▶ **Problem requirements**
Rewrite the material below, substituting "otter head" for every occurrence of "capybara head" and keeping everything else identical. Leave the pictures out of your copy.

=====

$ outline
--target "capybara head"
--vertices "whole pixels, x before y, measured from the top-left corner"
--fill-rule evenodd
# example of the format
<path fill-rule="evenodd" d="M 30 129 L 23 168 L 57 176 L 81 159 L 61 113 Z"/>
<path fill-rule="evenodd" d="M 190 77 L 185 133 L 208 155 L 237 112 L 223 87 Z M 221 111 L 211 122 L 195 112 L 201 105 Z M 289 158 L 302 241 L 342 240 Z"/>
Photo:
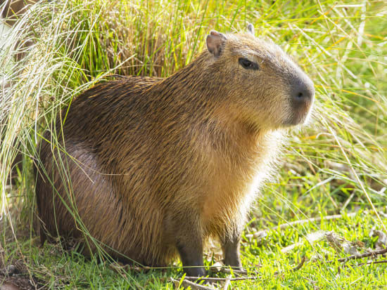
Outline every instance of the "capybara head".
<path fill-rule="evenodd" d="M 277 45 L 253 35 L 212 31 L 207 37 L 213 79 L 222 78 L 229 110 L 253 127 L 303 123 L 314 100 L 310 79 Z"/>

=====

▶ **Solution**
$ outline
--target "otter head"
--vertices "whole pixels, x before y, measured from the top-left corner"
--fill-rule evenodd
# example of the format
<path fill-rule="evenodd" d="M 30 129 L 23 168 L 57 176 L 81 159 L 61 113 Z"/>
<path fill-rule="evenodd" d="M 190 77 L 185 133 L 208 155 L 237 112 L 223 87 Z M 221 111 L 211 122 L 195 112 L 201 105 Z M 289 158 L 302 241 L 342 240 Z"/>
Photo:
Outline every instance of the "otter head".
<path fill-rule="evenodd" d="M 277 45 L 253 35 L 212 31 L 207 37 L 213 79 L 222 78 L 229 110 L 253 127 L 303 123 L 314 100 L 310 79 Z"/>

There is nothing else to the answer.